[Entries from a pointing dataset]
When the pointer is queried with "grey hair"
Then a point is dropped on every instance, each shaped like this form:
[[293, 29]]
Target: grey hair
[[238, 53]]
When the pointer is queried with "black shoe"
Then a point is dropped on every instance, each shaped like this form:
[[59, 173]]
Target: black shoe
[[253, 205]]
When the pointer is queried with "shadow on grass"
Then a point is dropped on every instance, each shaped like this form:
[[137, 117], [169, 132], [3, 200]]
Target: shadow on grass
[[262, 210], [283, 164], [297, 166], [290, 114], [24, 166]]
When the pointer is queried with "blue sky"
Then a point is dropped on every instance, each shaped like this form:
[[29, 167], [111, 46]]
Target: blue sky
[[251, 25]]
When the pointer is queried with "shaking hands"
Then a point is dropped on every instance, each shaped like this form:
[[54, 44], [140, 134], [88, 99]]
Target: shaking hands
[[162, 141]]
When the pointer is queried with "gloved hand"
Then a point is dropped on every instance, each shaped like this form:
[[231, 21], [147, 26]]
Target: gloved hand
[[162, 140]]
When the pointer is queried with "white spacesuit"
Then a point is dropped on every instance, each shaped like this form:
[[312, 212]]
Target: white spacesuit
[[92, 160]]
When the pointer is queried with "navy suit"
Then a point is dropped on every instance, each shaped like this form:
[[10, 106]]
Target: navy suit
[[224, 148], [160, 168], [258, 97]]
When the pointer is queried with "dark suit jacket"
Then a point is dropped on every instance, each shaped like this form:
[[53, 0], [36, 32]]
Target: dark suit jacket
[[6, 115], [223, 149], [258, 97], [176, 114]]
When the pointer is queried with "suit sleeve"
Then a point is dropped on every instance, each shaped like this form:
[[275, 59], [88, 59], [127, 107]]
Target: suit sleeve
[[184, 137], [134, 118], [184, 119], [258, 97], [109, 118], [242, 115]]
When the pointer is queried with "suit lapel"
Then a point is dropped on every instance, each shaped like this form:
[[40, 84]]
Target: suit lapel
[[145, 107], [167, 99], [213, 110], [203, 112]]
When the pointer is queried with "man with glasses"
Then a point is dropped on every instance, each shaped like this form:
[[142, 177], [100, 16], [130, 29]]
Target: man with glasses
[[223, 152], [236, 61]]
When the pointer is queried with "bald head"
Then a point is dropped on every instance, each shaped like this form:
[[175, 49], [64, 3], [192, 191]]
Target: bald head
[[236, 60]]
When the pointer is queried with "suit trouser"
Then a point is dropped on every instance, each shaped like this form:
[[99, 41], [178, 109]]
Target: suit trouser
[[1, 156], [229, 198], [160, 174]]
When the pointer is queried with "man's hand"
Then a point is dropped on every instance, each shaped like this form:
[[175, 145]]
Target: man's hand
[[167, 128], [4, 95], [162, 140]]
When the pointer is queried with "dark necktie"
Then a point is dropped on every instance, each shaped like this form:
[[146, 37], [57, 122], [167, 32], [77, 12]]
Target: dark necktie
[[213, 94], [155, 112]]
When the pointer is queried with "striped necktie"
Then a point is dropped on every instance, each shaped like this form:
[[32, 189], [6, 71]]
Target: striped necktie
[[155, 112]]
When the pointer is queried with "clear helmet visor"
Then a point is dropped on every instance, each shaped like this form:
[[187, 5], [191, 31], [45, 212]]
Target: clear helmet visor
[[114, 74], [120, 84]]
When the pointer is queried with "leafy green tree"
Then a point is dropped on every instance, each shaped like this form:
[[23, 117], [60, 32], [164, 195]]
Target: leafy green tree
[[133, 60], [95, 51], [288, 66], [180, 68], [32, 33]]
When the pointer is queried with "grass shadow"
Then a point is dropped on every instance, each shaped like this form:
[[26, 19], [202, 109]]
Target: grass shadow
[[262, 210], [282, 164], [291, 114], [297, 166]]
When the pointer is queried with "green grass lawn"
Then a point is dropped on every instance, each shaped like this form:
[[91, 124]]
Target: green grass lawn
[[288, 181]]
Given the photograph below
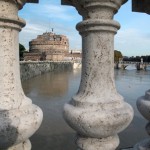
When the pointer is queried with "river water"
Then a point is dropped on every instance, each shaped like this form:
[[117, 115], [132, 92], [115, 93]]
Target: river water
[[52, 90]]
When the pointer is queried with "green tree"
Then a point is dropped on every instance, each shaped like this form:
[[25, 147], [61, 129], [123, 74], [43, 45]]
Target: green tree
[[21, 51], [117, 55]]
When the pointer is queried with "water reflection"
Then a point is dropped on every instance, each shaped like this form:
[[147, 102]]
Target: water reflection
[[52, 84], [50, 91]]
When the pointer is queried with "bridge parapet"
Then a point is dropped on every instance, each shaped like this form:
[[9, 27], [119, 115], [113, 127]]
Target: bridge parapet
[[95, 109]]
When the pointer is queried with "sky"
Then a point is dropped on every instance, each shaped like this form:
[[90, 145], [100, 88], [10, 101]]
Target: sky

● **THE REQUEST**:
Rewrite all of the entries above, replacing "pointer" with "locator" everywhere and leaving everything else unchanged. Leave the pictures out of your answer.

● **ANSWER TO THE TASK**:
When the locator is queried with "grey hair"
Then a point is dropped on every instance, each shaped like this form:
[[293, 29]]
Target: grey hair
[[238, 53]]
When the locator is queried with "black shoe"
Then a point is dropped on every instance, each shaped like this form:
[[59, 173]]
Target: black shoe
[[253, 205]]
When the locator is queried with "shadow on grass"
Then a point is dropped on every instance, each shaped like this form:
[[137, 117], [169, 132], [3, 200]]
Target: shadow on grass
[[262, 210], [283, 164], [297, 166], [290, 114], [24, 166]]
When the locator is queried with "blue sky"
Then a point is dropped on every instance, each shaped like this form:
[[29, 167], [111, 46]]
Target: blue sky
[[251, 25]]
When the locator is queried with "shaking hands"
Then a point is dropped on every instance, each shaped like this form:
[[54, 44], [140, 134], [88, 99]]
Target: shaking hands
[[162, 141]]
When the locator is queried with "gloved hand"
Then a point is dropped on every instance, each shaped like this form:
[[231, 21], [147, 26]]
Target: gloved hand
[[162, 140]]
When the locator is queried with "white spacesuit"
Then a point is dropped on every instance, each shaped like this form:
[[312, 212]]
Target: white spacesuit
[[92, 160]]
When the locator is queried with "navy suit"
Then a point is dropped on every instance, each shaped like this form:
[[10, 106]]
Target: navy suit
[[224, 148], [160, 168], [258, 97]]
When the locator is queried with "dark suit jacket"
Then a point is dropped on every instance, each shaped like this form:
[[53, 0], [36, 32]]
Target: dark suit jacket
[[6, 115], [223, 149], [258, 97], [176, 114]]
When the locator is queried with "suit sleeve"
Then a point is dropped on every instance, each shaped like this form:
[[275, 59], [88, 59], [127, 107]]
Target: suit sleeve
[[184, 137], [134, 118], [184, 119], [258, 97], [109, 118], [242, 115]]
When the locator is queried with "suit lapel"
Then a point is dropped on every instance, each shaped like this form:
[[40, 84]]
Target: suit lapel
[[145, 107], [167, 99], [213, 110], [203, 112]]
When the locator is queried with "man with glasses"
Then a point is dropped on every instance, each shaped like this form:
[[142, 177], [100, 16], [130, 29]]
Target: man with glasses
[[223, 152], [236, 61]]
When the locator is queried with "bald head"
Then a point is dropped on every instance, each shaped like this form:
[[175, 49], [64, 3], [192, 191]]
Target: bald head
[[236, 60]]
When the locator is queried with "suit trouser"
Then a point is dropped on every instance, each shaped like this form:
[[99, 41], [178, 109]]
Target: suit trouser
[[1, 156], [229, 198], [160, 174]]
When the locator is queried with "man's hand"
Then a point is dropped on every instance, each shaped like this form:
[[175, 145]]
Target: man's hand
[[167, 128], [4, 95], [162, 140]]
When the locator is queried with "dark necktie"
Then a point is dropped on every instance, each shaped like this form:
[[146, 37], [57, 122], [167, 32], [77, 12]]
Target: dark necktie
[[213, 94], [155, 112]]
When the locator is queried with "striped necktie"
Then a point is dropped on every instance, each shaped like this form:
[[32, 189], [6, 71]]
Target: striped necktie
[[155, 112]]
When the locator is queried with "clear helmet visor"
Then a point is dropped on every instance, each shaped like this form:
[[187, 5], [191, 31], [45, 212]]
Target: clear helmet visor
[[114, 74], [120, 84]]
When the locator is queried with "leafy green tree"
Then a point is dropped on every instance, each shaped like this form:
[[23, 117], [60, 32], [164, 195]]
Target: leafy green tree
[[133, 60], [95, 51], [288, 66], [180, 68], [32, 33]]
When the locator is queried with "grass shadow"
Then a point is dropped on every instance, each shaped like this form:
[[26, 19], [202, 109]]
Target: grass shadow
[[262, 210], [282, 164], [291, 114], [297, 166]]
When the locator is queried with "green grass lawn"
Then a point is dropped on every instance, each shaped like this form:
[[91, 124]]
Target: green grass lawn
[[288, 181]]
Given the photograph below
When the locator is queried with "river water"
Then a point is dropped on every instance, each shaped like this form:
[[117, 115], [132, 92], [115, 93]]
Target: river water
[[52, 90]]
When the locator is queried with "green tree"
Then a point is dropped on every instance, each shaped like this form:
[[25, 147], [61, 129], [123, 74], [43, 45]]
Target: green tree
[[21, 51], [117, 55]]
When the locator is queried with "water reflection"
Then a point is dropped on every instance, each shaped like this form:
[[147, 102]]
Target: water reflection
[[52, 84], [50, 91]]
When the locator is queried with "bridge parapet"
Then a point is dropped on every instance, each shaped like this form:
[[9, 27], [119, 115], [113, 127]]
Target: bridge parapet
[[95, 109]]
When the locator is queried with "sky"
Then a point is dropped on every instance, each shaped like this form:
[[90, 145], [100, 88], [10, 101]]
Target: sky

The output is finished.